_Set task 1_: According to the article on analytics and people, in which city did the dinner conversation with the development team take place?

_Text block_:
----------------------------------------

The Human Algorithm: Why Great Analytics Fail Without Great People - Modern Distribution Management

The Human Algorithm: Why Great Analytics Fail Without Great People

The fourth installment of this five-part series addresses the critical human factors in analytics success, including overcoming skepticism, identifying high-judgment individuals, addressing self-imposed data access constraints and avoiding common pitfalls.
Abstract people standing on a large digital screen, analysing interactive data visualisations and charts for strategic planning. Representing teamwork, technology, and data-driven decision making in a corporate environment.

Editor’s Note: This is the fourth in a five-part series.

Overcoming Skepticism, Building Trust and Identifying Your Analytics Champions

“This sounds like a Theranos scam.” – The moment that almost killed a billion-dollar success story.

——

Overcoming Skepticism

Skepticism
During the final stages of the system configuration described in our case study, the pricing leader joined a project review. This person had decades of experience. They were familiar with every pricing tool on the market. Despite the progress, they remained skeptical of what the system was capable of delivering.

Two Conversations, One Turning Point
Two conversations ultimately shaped the trajectory of this project. The first took place when I was at dinner in Belgrade while visiting members of our development team. We had expected this to be a routine update. The second, more intense conversation, unfolded a week later as I walked the streets of Zurich.

In both conversations, two people played central roles:

  • The pricing leader, who was skeptical and strongly considering shutting the project down[1]
  • The project manager, who was familiar with all aspects of the project and the beneficiary of the strawman model we built that allowed for transparent validation

During the meeting while I was in Belgrade, the pricing leader raised serious concerns, though their tone remained measured. After I presented our approach and shared the rationale behind our framework, they turned to the project manager and asked a simple, pointed question:

“Will this work?”

The answer came with calm, steady confidence:

“Yes. And if there are issues, I’m confident we can quickly course correct.”

That moment of support kept the project moving forward.

But the tension didn’t go away. A week later, while I was in Zurich, the conversation picked up again, this time with more urgency, more doubt and more pressure. After reviewing our progress and evaluating what the solution was designed to deliver, the team leader paused and said something I’ll never forget:

“This sounds like a Theranos scam.”

Those words hit hard. I’ll never forget the feeling of that moment. I had given everything to this project. Yet at that moment, it seemed as though the client believed I had intentionally misled them. I was devastated.

----------------------------------------

_Set task 2_: Count the lines of the records that contain the string "paved", treating case as significant. Reply with the number only.

[Rows from a segmentation dataset]

----------------------------------------

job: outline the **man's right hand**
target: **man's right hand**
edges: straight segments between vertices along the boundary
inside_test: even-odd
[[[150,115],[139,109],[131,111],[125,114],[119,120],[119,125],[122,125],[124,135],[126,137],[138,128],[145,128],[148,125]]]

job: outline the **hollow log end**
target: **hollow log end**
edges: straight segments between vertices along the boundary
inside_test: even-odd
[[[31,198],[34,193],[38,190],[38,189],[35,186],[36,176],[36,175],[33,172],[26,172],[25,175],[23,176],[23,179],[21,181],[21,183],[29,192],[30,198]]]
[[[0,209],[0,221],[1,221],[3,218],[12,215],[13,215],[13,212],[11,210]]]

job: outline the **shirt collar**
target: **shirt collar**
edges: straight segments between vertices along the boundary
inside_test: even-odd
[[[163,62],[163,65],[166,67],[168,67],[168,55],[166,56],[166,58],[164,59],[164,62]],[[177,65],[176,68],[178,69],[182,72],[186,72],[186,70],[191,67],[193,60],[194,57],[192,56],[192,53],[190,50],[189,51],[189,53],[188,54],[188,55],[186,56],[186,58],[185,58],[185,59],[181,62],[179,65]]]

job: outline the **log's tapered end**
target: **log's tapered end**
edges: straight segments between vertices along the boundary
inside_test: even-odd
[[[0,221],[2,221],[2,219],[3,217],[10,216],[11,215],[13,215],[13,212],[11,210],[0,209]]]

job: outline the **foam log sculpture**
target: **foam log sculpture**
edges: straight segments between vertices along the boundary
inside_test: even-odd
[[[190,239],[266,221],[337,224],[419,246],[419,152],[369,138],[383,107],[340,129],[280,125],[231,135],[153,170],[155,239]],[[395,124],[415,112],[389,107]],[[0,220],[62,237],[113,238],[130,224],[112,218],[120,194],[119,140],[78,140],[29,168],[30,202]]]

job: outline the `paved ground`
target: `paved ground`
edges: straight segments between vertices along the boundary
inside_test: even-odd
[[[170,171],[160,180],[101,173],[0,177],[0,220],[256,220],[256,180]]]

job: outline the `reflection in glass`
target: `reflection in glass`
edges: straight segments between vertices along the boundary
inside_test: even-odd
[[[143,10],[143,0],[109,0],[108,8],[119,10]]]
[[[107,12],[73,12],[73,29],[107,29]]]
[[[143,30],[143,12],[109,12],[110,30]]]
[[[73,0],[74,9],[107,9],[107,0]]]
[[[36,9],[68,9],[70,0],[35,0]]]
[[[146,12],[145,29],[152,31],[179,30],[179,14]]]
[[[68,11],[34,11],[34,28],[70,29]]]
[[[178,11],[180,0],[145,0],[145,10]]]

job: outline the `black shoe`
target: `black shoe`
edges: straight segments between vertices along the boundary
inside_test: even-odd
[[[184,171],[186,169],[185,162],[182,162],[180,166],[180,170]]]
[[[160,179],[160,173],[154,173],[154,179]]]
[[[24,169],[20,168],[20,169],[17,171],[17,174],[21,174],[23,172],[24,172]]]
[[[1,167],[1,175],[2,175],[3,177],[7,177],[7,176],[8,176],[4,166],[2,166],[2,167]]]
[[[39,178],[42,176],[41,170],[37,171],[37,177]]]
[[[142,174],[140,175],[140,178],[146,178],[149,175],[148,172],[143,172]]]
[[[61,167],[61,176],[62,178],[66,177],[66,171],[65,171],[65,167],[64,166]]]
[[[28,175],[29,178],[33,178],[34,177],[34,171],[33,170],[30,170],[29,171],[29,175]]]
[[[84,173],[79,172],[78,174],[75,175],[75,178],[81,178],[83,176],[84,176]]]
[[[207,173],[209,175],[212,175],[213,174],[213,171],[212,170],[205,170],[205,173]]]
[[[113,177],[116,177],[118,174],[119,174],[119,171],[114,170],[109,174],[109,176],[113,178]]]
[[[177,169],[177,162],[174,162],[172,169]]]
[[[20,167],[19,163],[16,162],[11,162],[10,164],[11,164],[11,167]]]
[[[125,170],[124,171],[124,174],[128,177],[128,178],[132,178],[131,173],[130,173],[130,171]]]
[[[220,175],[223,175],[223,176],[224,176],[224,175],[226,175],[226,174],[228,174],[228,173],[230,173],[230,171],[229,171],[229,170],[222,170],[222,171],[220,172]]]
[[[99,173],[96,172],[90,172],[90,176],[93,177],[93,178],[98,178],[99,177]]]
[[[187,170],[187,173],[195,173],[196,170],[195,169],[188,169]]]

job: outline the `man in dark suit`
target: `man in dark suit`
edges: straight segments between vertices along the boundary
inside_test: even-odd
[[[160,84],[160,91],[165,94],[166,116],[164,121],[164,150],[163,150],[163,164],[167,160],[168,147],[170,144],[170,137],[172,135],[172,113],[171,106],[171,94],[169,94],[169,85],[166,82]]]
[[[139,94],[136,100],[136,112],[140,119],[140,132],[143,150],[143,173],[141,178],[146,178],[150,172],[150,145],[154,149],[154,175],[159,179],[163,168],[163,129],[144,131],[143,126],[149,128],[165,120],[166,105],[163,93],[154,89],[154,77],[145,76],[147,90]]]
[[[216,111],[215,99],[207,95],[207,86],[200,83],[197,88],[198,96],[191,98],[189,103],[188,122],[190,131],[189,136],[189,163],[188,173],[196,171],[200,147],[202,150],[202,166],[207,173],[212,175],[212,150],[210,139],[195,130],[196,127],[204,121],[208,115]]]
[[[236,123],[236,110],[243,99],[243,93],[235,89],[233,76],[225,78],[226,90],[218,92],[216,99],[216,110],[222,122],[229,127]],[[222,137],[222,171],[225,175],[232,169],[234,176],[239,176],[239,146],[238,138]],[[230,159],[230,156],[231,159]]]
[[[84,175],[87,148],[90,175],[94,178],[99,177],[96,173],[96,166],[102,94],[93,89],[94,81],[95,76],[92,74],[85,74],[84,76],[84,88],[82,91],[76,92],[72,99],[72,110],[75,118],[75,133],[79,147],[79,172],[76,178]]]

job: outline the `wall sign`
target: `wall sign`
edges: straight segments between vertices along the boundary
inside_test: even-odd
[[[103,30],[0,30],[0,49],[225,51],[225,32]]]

----------------------------------------

_Response 1_: Belgrade.

_Response 2_: 2